TASK DESCRIPTION
Please turn the lines of all the records below into a single numbered list, leaving out any blank lines.
_ _ _ _ _ _ _
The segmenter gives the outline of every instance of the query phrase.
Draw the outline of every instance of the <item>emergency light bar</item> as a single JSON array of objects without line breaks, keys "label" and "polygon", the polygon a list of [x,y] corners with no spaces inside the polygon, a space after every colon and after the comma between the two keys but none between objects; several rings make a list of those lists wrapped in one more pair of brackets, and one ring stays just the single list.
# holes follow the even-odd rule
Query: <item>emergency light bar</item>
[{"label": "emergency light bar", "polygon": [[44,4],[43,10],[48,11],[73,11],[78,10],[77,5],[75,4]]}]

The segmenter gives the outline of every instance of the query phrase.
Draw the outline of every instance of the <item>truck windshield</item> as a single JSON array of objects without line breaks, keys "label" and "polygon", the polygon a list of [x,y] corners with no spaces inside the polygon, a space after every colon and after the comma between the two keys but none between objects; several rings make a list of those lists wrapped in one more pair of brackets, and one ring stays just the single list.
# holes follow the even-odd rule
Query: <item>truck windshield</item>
_ _ _ _ _ _ _
RESULT OF THE TASK
1. The segmenter gives the outline of every instance of the query phrase.
2. Draw the outline of every instance of the <item>emergency light bar</item> as a single JSON array of objects without line breaks, keys "label" and "polygon", the polygon a list of [x,y] corners with no spaces inside the polygon, a space after every colon and after the comma between the two keys but none between objects; several rings make a list of those lists wrapped in one more pair of brackets, and one ring stays just the single list.
3. # holes follow the even-odd rule
4. Query: <item>emergency light bar</item>
5. [{"label": "emergency light bar", "polygon": [[44,4],[43,10],[48,11],[73,11],[78,10],[77,5],[75,4]]}]
6. The segmenter gives the outline of every instance of the query phrase.
7. Draw the outline of every instance of the <item>truck windshield</item> as a single JSON array of objects without line breaks, keys "label" and "polygon", the polygon a list of [x,y] corners with no spaces inside the polygon, a space after every colon and after the comma between the two keys but none between objects; several rings make a list of those lists wrapped in one more pair of brackets, and one ring stays just the single list.
8. # holes follow the even-odd rule
9. Query: <item>truck windshield</item>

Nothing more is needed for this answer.